### [Aim]
Reproduce every entry exactly, without alteration.

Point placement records
·····
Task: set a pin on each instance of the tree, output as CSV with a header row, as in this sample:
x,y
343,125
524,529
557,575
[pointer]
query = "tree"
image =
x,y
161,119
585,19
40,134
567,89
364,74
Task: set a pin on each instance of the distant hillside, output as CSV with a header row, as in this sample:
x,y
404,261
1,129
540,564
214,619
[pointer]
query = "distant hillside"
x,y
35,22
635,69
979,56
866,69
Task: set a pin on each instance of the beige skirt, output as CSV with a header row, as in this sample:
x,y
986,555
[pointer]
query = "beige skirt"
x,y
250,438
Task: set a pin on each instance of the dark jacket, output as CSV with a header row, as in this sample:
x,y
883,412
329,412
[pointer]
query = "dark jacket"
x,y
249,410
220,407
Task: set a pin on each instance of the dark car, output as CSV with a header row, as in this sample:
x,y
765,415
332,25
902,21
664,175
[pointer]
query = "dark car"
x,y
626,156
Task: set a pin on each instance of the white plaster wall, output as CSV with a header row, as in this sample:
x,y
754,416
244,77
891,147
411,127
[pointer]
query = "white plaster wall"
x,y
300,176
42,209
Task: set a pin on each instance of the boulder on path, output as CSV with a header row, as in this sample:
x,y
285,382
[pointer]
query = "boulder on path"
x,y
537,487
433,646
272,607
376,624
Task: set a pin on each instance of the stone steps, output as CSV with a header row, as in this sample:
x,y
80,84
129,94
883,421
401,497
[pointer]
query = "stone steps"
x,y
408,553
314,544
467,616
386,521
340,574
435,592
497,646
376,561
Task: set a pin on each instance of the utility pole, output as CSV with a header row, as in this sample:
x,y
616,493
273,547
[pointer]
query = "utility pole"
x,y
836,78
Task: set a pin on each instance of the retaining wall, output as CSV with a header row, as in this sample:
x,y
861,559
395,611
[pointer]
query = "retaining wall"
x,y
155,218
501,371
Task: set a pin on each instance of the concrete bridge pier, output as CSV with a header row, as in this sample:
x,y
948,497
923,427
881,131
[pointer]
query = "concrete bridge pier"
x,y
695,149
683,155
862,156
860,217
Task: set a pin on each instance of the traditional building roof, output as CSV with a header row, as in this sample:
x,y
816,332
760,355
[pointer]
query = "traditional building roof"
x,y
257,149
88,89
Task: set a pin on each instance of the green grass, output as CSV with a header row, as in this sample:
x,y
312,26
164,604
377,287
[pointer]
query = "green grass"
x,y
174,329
·····
### [Written response]
Task: set a pin on each instance of the tree, output as CSV with a header row, as in this sample:
x,y
343,125
524,529
557,575
[pointer]
query = "tree"
image =
x,y
161,119
585,19
40,134
567,89
364,74
Task: set a pin on each instance of the distant hillside, output as CSV with a header row, as in this sample:
x,y
404,261
1,129
540,564
214,619
[pointer]
query = "distant hillside"
x,y
35,22
635,69
979,56
866,69
Task: set a pin on each instance of the beige skirt, output as CSV with a header row, as in this sample:
x,y
986,555
[pointer]
query = "beige skirt"
x,y
250,438
Task: set a pin on each instance of the dark jacket, output as CSV with a header row, as in this sample:
x,y
883,412
329,412
[pointer]
query = "dark jacket"
x,y
249,410
220,407
Task: set a pin on each instance of the dark car, output as CSV with a header row, as in this sample:
x,y
765,415
332,25
902,21
664,175
[pointer]
query = "dark car"
x,y
626,156
Task: set a pin on each instance of the white plaster wall, output as CSV with a header row, as in this sample:
x,y
754,416
244,77
891,147
411,127
[pointer]
query = "white plaster wall"
x,y
300,176
42,209
Task: set a pin on each instance of the boulder on path, output as CSV with a header row, as in this sample:
x,y
285,382
[pointer]
query = "boulder on path"
x,y
537,487
433,646
272,607
376,624
Task: set a pin on each instance of the stone steps, output as CSV with a header row, as in this sample:
x,y
80,84
129,94
883,421
401,497
[pointer]
query = "stone steps"
x,y
408,553
314,544
467,616
386,521
340,574
435,592
497,646
376,561
Task: set a pin on each instance of the utility pole, output as CSV with a header row, as in this sample:
x,y
616,493
273,547
[pointer]
query = "utility pole"
x,y
836,78
Task: set a pin on each instance of the retaining wall, output as CSV with a header row, as in this sample:
x,y
861,559
395,611
[pointer]
query = "retaining wall"
x,y
155,218
501,371
Task: set a pin on each instance of the concrete bridge pier, output as CSV with a header row, as in this sample:
x,y
948,497
923,427
881,131
[pointer]
query = "concrete bridge pier"
x,y
695,149
683,155
862,156
860,217
Task: set a pin on each instance of the traditional building roof, output as CSV with a header row, as in this sample:
x,y
816,332
760,355
[pointer]
query = "traditional building roof"
x,y
257,149
88,89
Task: set a pin on each instance of the green grass, output as CSV with a header row, as in this sample:
x,y
312,26
164,604
377,287
[pointer]
query = "green grass"
x,y
174,329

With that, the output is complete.